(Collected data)
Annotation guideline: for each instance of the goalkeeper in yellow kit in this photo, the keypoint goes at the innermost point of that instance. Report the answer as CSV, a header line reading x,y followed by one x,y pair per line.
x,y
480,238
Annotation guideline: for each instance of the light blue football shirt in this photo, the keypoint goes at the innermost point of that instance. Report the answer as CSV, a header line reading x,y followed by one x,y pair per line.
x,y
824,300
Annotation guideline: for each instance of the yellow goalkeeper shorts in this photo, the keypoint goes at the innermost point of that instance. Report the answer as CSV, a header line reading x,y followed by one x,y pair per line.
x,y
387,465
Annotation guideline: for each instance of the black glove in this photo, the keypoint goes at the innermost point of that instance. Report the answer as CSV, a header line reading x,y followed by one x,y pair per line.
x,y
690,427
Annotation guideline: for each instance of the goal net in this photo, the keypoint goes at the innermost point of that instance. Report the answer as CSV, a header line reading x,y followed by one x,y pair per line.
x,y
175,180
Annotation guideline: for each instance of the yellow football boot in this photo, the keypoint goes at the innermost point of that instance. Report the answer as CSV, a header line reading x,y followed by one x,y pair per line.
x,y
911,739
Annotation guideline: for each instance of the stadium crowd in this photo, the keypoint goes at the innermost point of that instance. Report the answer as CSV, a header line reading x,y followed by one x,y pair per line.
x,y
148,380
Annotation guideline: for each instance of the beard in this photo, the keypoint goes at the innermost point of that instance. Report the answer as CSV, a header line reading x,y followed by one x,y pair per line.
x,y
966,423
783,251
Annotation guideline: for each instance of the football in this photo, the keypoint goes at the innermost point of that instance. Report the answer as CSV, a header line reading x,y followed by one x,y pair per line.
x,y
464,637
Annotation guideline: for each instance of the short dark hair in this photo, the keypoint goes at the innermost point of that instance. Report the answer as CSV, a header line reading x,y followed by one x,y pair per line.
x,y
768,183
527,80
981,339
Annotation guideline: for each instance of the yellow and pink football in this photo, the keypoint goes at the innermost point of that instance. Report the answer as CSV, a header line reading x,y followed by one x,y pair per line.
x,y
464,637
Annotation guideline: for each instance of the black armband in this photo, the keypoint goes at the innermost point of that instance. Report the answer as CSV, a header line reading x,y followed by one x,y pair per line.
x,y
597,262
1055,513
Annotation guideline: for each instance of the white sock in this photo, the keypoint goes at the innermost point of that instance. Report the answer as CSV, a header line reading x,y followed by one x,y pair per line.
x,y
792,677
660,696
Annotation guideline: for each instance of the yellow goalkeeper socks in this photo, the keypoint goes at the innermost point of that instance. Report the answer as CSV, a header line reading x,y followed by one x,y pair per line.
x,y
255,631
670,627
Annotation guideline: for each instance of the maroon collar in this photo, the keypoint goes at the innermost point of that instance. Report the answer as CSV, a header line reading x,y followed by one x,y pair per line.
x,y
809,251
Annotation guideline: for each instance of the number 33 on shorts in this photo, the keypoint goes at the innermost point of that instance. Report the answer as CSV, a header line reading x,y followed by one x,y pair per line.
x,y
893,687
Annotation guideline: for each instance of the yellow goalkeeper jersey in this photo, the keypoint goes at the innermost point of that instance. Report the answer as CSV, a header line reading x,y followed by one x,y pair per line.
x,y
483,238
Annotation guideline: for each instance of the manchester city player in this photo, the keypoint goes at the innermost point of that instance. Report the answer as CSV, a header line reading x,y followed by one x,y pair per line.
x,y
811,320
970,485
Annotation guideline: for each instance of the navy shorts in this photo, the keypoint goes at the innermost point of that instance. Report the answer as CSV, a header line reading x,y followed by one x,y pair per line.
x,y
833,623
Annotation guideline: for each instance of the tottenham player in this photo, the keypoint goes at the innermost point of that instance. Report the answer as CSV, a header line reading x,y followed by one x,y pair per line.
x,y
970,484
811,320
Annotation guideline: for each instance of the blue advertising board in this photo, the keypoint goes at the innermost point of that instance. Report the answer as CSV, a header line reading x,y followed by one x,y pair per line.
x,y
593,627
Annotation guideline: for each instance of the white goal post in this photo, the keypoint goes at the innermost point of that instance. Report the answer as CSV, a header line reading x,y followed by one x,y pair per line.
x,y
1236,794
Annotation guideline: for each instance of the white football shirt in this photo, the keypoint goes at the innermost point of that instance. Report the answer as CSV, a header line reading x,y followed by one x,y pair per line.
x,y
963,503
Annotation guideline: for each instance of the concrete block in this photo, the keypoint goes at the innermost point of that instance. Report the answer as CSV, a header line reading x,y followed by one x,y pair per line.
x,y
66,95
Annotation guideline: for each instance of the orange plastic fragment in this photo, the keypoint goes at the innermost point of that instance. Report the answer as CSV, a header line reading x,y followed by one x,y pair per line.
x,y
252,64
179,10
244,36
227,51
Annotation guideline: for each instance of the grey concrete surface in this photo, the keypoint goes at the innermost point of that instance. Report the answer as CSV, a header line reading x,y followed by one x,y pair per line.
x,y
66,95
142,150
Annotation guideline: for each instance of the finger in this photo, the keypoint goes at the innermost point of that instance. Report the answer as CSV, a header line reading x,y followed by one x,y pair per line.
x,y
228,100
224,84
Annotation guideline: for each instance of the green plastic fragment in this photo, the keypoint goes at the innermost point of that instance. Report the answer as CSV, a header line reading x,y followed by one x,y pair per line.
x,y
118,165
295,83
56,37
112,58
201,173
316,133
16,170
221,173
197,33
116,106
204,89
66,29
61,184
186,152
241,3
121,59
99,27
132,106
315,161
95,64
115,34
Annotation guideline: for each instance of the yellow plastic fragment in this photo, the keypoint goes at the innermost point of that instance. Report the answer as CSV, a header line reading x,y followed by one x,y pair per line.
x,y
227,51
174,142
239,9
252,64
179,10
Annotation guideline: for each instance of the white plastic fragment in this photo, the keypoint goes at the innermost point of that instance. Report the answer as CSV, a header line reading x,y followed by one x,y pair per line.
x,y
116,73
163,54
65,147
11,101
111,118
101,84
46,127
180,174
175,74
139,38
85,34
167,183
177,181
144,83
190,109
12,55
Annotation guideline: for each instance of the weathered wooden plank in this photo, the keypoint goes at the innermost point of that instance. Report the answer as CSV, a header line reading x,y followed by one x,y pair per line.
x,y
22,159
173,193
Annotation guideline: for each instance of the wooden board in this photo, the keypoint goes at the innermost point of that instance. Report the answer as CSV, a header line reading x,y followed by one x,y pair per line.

→ WRITTEN PROBLEM
Present every line of the material above as a numbered list, leaving out any blank lines.

→ THE RESULT
1. Annotation guideline: for each instance of the goalkeeper in yellow kit in this photo, the keypoint goes at the innermost point of that instance. Report the answer as CSV, a header line reading x,y followed by one x,y pair per line.
2. x,y
3. 480,238
4. Annotation guideline: for each instance of the light blue football shirt in this photo, the keypoint goes at the innermost point of that instance. Report the answer as CSV, a header line reading x,y followed by one x,y pair per line.
5. x,y
6. 824,300
7. Annotation guideline: for each instance of the yellow goalkeeper shorts in this photo, the keypoint goes at the innermost point of that instance. Report the answer as CSV, a header line reading x,y followed by one x,y pair per line.
8. x,y
9. 387,465
10. Annotation guideline: for each instance of the black glove in this photo, the keypoint goes at the innermost point of that instance. Report the answer as CSV, a header line reading x,y followed by one x,y pair per line.
11. x,y
12. 690,427
13. Annotation guideline: for each instance of the goal net in this photo, the keypoint goes at the innermost point of that instance. Report the answer as CSV, a header line reading x,y followed by one x,y pair per line.
14. x,y
15. 175,180
16. Annotation guideline: for each instance of the yellow football boot in this photo, the keypoint goes at the innermost point of that instance. Report the answer as CSV, a header line reading x,y followed by one x,y pair per line.
17. x,y
18. 911,739
19. Annotation guideline: for each instance of the stadium crowd in this photo, the keypoint goes at the innermost point of that instance. Report the answer as CSV, a header line reading x,y followed by one x,y pair per line.
20. x,y
21. 148,380
22. Annotation guideline: for each instance of the beard in this photo, the keypoint goes at the innermost point of that instance. Report the answer as CSV, a header line reading x,y followed by one x,y pair per line.
23. x,y
24. 966,423
25. 783,251
26. Annotation guideline: for each instance of the football in this photo, the keypoint goes at the innermost point of that instance. Report the answer as CSV, a header line reading x,y followed by one x,y pair per line.
27. x,y
28. 464,637
29. Annotation guideline: for each instance of the short dark hair in this photo, the keypoint goes at the innermost point of that instance. Report the answer as CSV, a header line reading x,y followed by one x,y pair per line.
30. x,y
31. 768,183
32. 527,80
33. 981,339
34. Annotation guideline: for each instance of the yellow and pink football in this photo, the keypoint goes at the innermost point of that instance. Report the answer as CSV, a header line reading x,y followed by one x,y pair per line.
35. x,y
36. 464,637
37. Annotation guideline: for each instance of the black armband in this photo, the keypoint goes at the innermost point of that instance. Report the answer as CSV, a header line reading x,y followed by one x,y pair per line.
38. x,y
39. 597,262
40. 1055,513
41. Annotation guideline: for each instance of the white sock in this photo, the keypoint goes at the innermost point of that instance. Report the answer as CSV, a header line reading x,y followed by one x,y pair per line.
42. x,y
43. 792,677
44. 660,696
45. Annotation guideline: for each instance of the yellow goalkeeper socks in this photo, the keypoint goes at the innermost point of that instance. Report the answer as CSV, a header line reading x,y followed by one x,y pair per line.
46. x,y
47. 255,631
48. 670,627
49. Annotation guideline: for each instance of the maroon collar in this photo, the keypoint goes at the innermost point of that instance. Report the answer as CSV, a header line reading x,y followed by one x,y pair per line.
50. x,y
51. 809,251
52. Annotation guideline: for each instance of the number 33 on shorts in this photo, the keypoint goes at the innermost point of that instance. Report the answer as CSV, a header line reading x,y followed by one x,y pair per line.
53. x,y
54. 893,687
55. Annotation guideline: for each instance of the yellow goalkeeper jersey in this photo, the keypoint goes at the innermost point of that instance. Report the answer as CSV, a header line reading x,y followed by one x,y pair per line.
56. x,y
57. 483,238
58. Annotation guideline: for each instance of the manchester city player in this photo, the keypoint goes at the innermost point of that instance. Report the answer as CSV, a header line reading x,y followed by one x,y pair per line.
59. x,y
60. 811,320
61. 970,485
62. Annotation guideline: for each instance of the navy shorts in this photo, the keypoint goes at the innermost point of that instance. Report the answer as CSV, a header line reading x,y followed by one x,y pair per line.
63. x,y
64. 833,623
65. Annotation guideline: for each instance of the tottenham player in this photo, the keypoint goes at the innermost point of that instance. Report the answer as CSV, a header line reading x,y followed by one x,y pair per line.
66. x,y
67. 970,484
68. 811,320
69. Annotation guideline: for each instance of the blue advertising board in this photo, the keypoint goes at the innermost point of that instance. Report the answer as CSV, a header line reading x,y followed by one x,y pair per line.
70. x,y
71. 593,627
72. Annotation guideline: for each instance of the white goal post in this photo, the keypoint goes at the innermost point of that instance. Report the answer as CSV, a header line reading x,y followed by one x,y pair per line.
73. x,y
74. 1236,794
75. Annotation guideline: for each instance of the white football shirt in this photo, the keypoint goes at the innermost point of that instance. Report the answer as CSV, a header line reading x,y followed by one x,y pair per line.
76. x,y
77. 963,503
78. Annotation guideline: for each instance of the concrete block in this photo, the keypoint goes at the innermost point of that instance. Report the answer as CSV, a header line reading x,y followed by one x,y pair per line.
79. x,y
80. 66,95
81. Annotation guideline: for each instance of the orange plastic fragment in this photo, the keypoint goes at the innermost point of that instance. Report the answer as CSV, a header line reading x,y followed by one x,y pair per line.
82. x,y
83. 252,64
84. 179,10
85. 244,36
86. 227,51
87. Annotation guideline: for each instance of the grey concrete surface in this photo, the keypoint goes at the innermost point of that instance. Report the answer as CSV, a header line reading x,y followed by one x,y pair per line.
88. x,y
89. 66,95
90. 142,150
91. Annotation guideline: for each instance of the finger in this photo, the keypoint goes at the innermost point of that instance. Report the answer as CSV, a header line reading x,y followed by one x,y pair per line.
92. x,y
93. 228,100
94. 224,84
95. Annotation guideline: for each instance of the green plastic fragment in this photo, the keypoint goes at the innermost point of that instance. Report the answer as CSV, a header line reading x,y followed by one x,y pair per line.
96. x,y
97. 118,165
98. 295,83
99. 56,37
100. 112,58
101. 201,173
102. 316,133
103. 16,170
104. 221,173
105. 197,33
106. 116,106
107. 204,89
108. 66,29
109. 61,184
110. 186,152
111. 241,3
112. 121,59
113. 99,27
114. 132,106
115. 315,161
116. 95,64
117. 115,34
118. Annotation guideline: for each instance of the yellow plastic fragment in this photo, the keypoint goes at the innermost point of that instance. Report the answer as CSV, a header line reading x,y followed by one x,y pair per line.
119. x,y
120. 227,51
121. 174,142
122. 239,9
123. 252,64
124. 179,10
125. Annotation guideline: for each instance of the white plastic fragment in this photo, the keypoint goes at the innermost point of that instance. Report the answer as CSV, a header line reading x,y followed by one x,y pair per line.
126. x,y
127. 116,73
128. 163,54
129. 65,147
130. 11,101
131. 111,118
132. 101,84
133. 46,127
134. 180,174
135. 175,74
136. 139,38
137. 85,34
138. 167,183
139. 177,181
140. 144,83
141. 190,109
142. 12,55
143. Annotation guideline: for each instance of the weathered wooden plank in this photo, the keypoint goes at the innermost point of that instance. Report the answer as CSV, a header line reading x,y followed by one x,y pair per line.
144. x,y
145. 22,159
146. 173,193
147. Annotation guideline: for each instance of the wooden board in this photo, the keypoint goes at the innermost point of that instance. Report the answer as CSV, a header line reading x,y followed by one x,y pair per line.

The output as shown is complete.